**BRANO CITATO**.
Tu avevi una quantità sovrabbondante di cibo… tanto da buttarlo.

Sgorgava acqua pulita e potabile dai tuoi bei rubinetti e tu la compravi in bottiglia.

Tu possedevi un mucchio di cose assolutamente superflue e non avevi nulla per la Caritas, i poveri, gli extracomunitari, gli immigrati, ecc.”.

Che facevi tu per gli altri? In modo del tutto gratuito? Esclusivamente sotto la forma del volontariato?

“Vai ….” Con quel che segue! Mentre a questo mondo i poveri sono più poveri, gli stranieri meno accolti, i carcerati meno visitati e i malati avranno sì le cure fisiche necessarie, ma manca sempre di più l’amore perché: Ha una malattia inguaribile, perché è uno zigote e non lo voglio, perché non è neanche mio parente, perché è un clandestino questo che si presenta ora nel mio studio. Così la fame nel mondo cresce, i bisognosi aumentano ed è apparsa un’altra fame, forse più subdola di quella del cibo, cioè la mancanza di ideali, di valori, di motivi autentici per vivere, per lottare, per fare bene il bene.

**CONSEGNE DA SVOLGERE**.
1. Riscrivi il brano da "Tu possedevi un" fino a "forma del volontariato?" compreso, sostituendo "Caritas" con "mensa".
2. Quali gruppi di persone nomina il brano nella frase che comincia con "Mentre a questo mondo"?
3. Queste affermazioni concordano con il brano? Rispondi sì o no a ciascuna, citando le parole decisive: (a) l'acqua dei rubinetti era potabile; (b) la fame nel mondo diminuisce; (c) il cibo a disposizione era scarso.
I dati non servono a nulla in questo esercizio.

**DATI FORNITI**.
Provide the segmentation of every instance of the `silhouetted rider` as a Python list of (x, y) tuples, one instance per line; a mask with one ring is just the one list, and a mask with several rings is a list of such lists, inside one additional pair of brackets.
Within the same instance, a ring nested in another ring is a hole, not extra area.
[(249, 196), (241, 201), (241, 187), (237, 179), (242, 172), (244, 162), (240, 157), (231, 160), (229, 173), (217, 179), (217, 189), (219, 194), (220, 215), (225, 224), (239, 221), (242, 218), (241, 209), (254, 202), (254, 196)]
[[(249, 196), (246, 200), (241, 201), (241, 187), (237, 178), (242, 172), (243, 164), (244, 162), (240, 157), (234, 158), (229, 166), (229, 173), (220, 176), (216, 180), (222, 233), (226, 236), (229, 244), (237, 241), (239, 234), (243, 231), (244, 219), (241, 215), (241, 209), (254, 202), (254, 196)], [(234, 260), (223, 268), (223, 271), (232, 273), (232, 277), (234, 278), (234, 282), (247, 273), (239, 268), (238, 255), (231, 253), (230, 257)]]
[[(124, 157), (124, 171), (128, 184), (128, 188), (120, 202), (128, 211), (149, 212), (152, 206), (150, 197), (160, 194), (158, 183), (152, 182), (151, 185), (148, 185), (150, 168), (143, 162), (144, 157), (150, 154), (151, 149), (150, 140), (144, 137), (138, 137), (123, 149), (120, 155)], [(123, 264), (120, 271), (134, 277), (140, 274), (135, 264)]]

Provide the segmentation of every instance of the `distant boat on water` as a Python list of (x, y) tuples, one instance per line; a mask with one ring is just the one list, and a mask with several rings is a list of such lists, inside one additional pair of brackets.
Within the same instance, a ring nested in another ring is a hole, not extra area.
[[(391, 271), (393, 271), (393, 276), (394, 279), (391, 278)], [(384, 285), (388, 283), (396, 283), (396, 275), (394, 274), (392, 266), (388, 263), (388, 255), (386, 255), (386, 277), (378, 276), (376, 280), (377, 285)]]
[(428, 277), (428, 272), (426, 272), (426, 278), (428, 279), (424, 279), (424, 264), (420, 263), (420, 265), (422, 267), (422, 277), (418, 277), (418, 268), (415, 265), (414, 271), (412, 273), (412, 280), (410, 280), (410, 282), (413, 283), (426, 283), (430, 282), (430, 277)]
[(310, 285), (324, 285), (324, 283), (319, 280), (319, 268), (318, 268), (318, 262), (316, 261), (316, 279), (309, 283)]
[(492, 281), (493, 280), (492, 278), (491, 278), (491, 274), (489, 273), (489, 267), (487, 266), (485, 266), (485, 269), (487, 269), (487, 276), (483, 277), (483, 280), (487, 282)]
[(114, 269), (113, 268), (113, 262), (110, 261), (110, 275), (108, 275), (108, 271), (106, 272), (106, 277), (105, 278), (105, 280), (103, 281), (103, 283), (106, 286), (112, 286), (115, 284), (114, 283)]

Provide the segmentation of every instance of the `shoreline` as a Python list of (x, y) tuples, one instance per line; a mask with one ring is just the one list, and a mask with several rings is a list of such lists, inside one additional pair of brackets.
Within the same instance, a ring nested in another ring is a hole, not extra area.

**RISPOSTE ALLE CONSEGNE**.
1.
Tu possedevi un mucchio di cose assolutamente superflue e non avevi nulla per la mensa, i poveri, gli extracomunitari, gli immigrati, ecc.”.

Che facevi tu per gli altri? In modo del tutto gratuito? Esclusivamente sotto la forma del volontariato?

2. I poveri, gli stranieri, i carcerati e i malati.

3.
(a) Sì: "Sgorgava acqua pulita e potabile dai tuoi bei rubinetti".
(b) No: "Così la fame nel mondo cresce".
(c) No: "Tu avevi una quantità sovrabbondante di cibo".